§ Required task
Starting with the line that contains "point: one pixel per instance, each like <point>218,576</point>." and going on through the end of the records, update the lines by changing "rough bark" to "peeling bark" and leaving everything else unchanged. Give back only those lines.

§ Task inputs
++++++++++
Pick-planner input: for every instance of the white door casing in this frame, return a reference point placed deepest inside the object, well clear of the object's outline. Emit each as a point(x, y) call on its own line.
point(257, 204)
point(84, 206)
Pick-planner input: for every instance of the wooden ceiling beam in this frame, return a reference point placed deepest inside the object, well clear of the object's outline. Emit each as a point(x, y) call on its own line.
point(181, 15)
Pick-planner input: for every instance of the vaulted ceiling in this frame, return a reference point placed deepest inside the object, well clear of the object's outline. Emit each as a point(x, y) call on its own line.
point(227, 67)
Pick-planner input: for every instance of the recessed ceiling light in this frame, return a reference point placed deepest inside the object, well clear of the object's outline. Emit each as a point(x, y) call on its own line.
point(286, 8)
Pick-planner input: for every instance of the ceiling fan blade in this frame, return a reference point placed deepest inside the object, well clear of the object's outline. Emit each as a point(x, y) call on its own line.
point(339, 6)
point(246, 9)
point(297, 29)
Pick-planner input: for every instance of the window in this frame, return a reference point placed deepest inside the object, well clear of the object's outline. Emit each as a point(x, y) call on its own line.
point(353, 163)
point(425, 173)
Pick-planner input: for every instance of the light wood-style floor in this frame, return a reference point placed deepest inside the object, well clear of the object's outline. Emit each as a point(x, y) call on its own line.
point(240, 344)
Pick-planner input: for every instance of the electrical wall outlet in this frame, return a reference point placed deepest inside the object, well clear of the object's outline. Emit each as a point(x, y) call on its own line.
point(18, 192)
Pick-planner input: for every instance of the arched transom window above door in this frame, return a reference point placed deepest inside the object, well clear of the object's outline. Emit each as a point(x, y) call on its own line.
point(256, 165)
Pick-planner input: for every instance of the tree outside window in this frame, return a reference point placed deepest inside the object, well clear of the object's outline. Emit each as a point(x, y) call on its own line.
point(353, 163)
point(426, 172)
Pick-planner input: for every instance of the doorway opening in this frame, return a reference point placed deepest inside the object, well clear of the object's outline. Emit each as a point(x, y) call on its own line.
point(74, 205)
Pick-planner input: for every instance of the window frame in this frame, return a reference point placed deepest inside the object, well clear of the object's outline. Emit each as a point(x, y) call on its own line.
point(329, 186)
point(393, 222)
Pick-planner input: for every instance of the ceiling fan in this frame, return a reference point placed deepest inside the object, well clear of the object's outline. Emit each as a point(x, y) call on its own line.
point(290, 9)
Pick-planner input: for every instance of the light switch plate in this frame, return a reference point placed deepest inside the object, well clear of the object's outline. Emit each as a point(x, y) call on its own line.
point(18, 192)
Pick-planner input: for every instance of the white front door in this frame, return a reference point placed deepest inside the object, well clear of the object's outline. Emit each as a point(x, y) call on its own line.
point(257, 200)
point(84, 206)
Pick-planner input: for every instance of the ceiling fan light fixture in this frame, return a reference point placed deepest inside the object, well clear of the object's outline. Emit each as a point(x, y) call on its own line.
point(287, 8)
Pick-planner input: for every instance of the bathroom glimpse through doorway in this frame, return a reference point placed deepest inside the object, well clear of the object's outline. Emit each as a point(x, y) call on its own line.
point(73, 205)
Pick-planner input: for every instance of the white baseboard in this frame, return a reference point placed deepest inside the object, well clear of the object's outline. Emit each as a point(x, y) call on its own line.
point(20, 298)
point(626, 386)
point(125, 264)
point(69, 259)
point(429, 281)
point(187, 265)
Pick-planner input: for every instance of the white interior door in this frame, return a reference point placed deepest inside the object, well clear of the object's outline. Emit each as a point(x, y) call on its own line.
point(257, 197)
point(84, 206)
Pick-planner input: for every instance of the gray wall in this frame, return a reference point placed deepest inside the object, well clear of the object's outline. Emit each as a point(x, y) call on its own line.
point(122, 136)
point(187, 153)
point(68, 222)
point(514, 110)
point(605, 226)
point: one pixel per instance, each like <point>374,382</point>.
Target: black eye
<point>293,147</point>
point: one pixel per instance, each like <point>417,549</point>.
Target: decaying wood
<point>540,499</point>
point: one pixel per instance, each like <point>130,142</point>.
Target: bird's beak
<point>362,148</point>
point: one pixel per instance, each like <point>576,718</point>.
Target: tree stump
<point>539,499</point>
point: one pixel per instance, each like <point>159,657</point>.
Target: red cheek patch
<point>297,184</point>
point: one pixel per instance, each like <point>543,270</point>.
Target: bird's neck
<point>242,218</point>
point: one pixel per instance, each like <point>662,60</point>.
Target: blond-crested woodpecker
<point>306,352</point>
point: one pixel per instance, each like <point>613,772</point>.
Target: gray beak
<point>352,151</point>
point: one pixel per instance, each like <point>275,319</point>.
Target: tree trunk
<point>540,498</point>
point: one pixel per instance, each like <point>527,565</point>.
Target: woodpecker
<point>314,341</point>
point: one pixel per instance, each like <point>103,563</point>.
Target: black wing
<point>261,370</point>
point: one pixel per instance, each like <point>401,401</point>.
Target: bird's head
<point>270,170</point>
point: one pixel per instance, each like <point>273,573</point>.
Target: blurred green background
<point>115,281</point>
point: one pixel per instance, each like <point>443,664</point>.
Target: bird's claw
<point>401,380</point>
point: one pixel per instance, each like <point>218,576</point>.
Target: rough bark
++++++++++
§ Written answer
point: one pixel per instance, each like <point>218,576</point>.
Target: peeling bark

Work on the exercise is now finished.